Task instructions: Please output the records below word for word and omit the pictures.
:: Given data ::
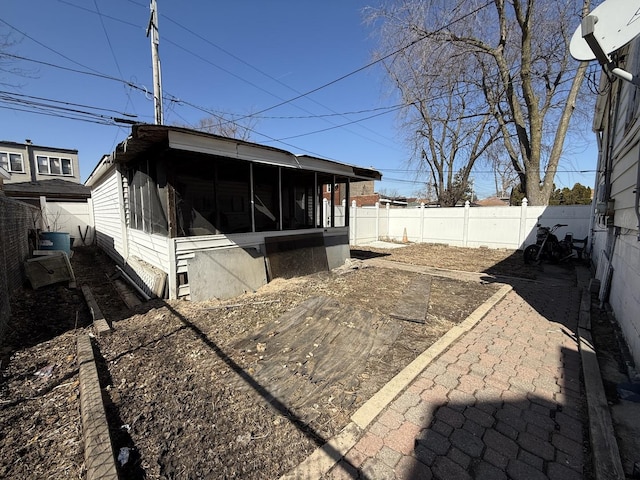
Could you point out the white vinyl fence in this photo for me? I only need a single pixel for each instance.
(492, 227)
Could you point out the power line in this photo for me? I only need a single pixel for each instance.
(4, 96)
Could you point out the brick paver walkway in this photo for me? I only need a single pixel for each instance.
(504, 401)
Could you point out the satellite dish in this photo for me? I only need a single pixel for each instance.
(617, 22)
(607, 28)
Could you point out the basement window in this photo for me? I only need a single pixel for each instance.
(54, 166)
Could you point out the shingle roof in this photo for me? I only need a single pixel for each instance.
:::
Your response:
Could you point out the white vinyl fence in this photo for me? I only need a single pixel for each instance.
(492, 227)
Could you point out the power line in this photo for me? I only need a single pixel for each instance.
(4, 96)
Could you point out the brick paver walkway in this photo for me? I only need a single pixel for each instance.
(504, 401)
Could you point out the satellite dish in this photo for me? I only need a single pixel for each instance.
(617, 22)
(607, 28)
Could you point out the basement window in this photo for me? I only need a single pixel for each instance.
(54, 166)
Could you point out the shingle roof in this photo for me? I only need a single pixel for each instance.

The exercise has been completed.